▸ Tarefa 1: Transcreva, sem alterações, as linhas dos registos desde o início até à linha que contém "column 273, row 210", inclusive.

▸ Excerto citado:

§ §

Crónica: A crise dos Portugueses

Crónica:     A CRISE DOS PORTUGUESES 

O cenário de crise económica ocupa literalmente todo o palco em que Portugal se representa (fingindo ser país desenvolvido!) retirando o espaço à autonomia criativa em que os seus actores, especialmente os políticos, são reputados.
Com efeito, a crise do sistema financeiro, naturalmente importada, como aliás quase tudo na nossa economia veio, por assim dizer, arrancar a toalhita de bidé com que o país tentava desesperadamente tapar as suas misérias dos olhares desconfiados dos seus dadores e credores internacionais.  Ressalvam-se as honrosas excepções do BPN e do BCP que, para além do inestimável contributo para o agravamento da coisa, deram prova inequvívoca que os nossos banqueiros também surfam as melhores ondas.
Naturalmente seguiu-se a quebra do investimento privado, a retracção da economia, a onda de falências – diz-se que muitas delas meramente oportunistas, o que muito abona em benefício da cultura portuguesa e traduz as suas melhores práticas; o desemprego crescente e consequentemente as dificuldades das famílias e, logo mais, as declarações de insolvência, algumas por certo também muito convenientes.
O governo, que até aqui nos vinha a todos sossegando com a teimosa afirmação de que os problemas estavam lá fora, viu-se obrigado a reconhecer – pudera!... tais eram as evidências – que afinal seria preciso apertar o cinto para equilibrar as contas públicas.
Acentuam-se os protestos populares, as televisões passam a integrar obrgatoriamente nos seus noticiários relatos pungentes de familias que não conseguem sobreviver sem ajudas (de quem? ... do Estado, naturalmente), vislumbra-se agora o espectro da miséria. Prepara-se a greve geral, derradeiro trunfo da malta dita trabalhadora.

§ §

▸ Registos fornecidos:
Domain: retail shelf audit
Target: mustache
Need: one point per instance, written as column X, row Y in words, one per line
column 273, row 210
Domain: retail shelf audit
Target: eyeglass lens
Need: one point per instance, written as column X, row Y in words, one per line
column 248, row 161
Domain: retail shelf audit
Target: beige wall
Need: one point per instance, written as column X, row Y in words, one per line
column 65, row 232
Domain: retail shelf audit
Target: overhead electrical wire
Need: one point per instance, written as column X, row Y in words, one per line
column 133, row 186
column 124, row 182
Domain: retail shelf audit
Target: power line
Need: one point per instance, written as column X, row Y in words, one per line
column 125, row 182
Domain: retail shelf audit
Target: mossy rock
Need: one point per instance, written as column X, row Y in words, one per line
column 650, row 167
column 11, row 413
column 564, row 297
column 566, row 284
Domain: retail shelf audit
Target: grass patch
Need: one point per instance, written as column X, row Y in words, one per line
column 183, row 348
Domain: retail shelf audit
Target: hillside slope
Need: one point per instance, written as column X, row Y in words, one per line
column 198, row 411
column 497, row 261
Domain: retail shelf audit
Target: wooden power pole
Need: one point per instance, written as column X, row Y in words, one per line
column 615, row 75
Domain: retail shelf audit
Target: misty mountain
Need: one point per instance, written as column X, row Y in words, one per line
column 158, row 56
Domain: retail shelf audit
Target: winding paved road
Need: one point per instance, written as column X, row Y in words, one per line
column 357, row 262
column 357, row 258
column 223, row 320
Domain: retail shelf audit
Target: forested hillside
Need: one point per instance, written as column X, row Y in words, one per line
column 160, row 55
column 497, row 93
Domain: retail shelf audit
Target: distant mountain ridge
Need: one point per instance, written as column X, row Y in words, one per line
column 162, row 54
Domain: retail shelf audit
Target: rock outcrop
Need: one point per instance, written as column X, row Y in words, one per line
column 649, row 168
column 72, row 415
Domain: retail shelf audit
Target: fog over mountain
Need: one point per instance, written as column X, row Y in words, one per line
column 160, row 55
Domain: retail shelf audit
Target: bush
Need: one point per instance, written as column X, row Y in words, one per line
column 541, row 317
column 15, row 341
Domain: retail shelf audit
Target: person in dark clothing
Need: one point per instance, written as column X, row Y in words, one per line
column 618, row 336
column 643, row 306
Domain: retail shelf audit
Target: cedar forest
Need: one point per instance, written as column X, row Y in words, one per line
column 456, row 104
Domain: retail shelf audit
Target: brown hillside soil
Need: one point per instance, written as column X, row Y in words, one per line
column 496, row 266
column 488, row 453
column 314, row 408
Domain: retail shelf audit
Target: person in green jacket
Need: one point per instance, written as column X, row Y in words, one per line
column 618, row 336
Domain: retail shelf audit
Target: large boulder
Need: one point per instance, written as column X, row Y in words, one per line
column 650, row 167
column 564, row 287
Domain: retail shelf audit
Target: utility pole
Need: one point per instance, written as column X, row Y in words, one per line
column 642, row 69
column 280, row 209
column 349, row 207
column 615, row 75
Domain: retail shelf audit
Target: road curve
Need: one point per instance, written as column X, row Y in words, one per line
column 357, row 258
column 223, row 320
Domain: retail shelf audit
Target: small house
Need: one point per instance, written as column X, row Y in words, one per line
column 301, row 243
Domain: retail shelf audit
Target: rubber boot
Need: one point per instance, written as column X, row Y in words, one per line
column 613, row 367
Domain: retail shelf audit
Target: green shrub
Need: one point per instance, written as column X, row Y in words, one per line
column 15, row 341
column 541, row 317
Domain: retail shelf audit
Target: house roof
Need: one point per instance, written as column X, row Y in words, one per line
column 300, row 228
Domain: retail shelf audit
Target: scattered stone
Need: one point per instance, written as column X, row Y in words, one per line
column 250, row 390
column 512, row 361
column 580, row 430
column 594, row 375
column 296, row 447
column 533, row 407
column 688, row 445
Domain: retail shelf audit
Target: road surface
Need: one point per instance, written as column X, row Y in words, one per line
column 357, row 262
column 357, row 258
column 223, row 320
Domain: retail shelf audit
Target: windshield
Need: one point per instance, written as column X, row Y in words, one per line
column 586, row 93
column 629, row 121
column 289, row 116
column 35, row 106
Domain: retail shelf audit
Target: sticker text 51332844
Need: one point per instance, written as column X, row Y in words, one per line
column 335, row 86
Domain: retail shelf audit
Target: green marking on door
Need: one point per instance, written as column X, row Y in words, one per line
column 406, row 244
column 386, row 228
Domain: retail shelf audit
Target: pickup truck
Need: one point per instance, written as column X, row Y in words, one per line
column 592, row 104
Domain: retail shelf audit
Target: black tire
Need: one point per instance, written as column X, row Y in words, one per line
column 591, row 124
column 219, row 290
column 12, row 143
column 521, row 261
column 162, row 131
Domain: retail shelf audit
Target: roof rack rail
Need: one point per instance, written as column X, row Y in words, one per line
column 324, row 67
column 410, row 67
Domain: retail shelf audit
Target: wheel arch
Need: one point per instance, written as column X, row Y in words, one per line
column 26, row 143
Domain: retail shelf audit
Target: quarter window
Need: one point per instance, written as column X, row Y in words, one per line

§ §

▸ Tarefa 2: Enumere os acontecimentos que a crónica sobre a crise dos portugueses apresenta, no parágrafo iniciado por "Naturalmente seguiu-se", como tendo vindo depois da crise do sistema financeiro.

▸ Resultado final 1:
Domain: retail shelf audit
Target: mustache
Need: one point per instance, written as column X, row Y in words, one per line
column 273, row 210

▸ Resultado final 2:
- a quebra do investimento privado
- a retracção da economia
- a onda de falências
- o desemprego crescente
- as dificuldades das famílias
- as declarações de insolvência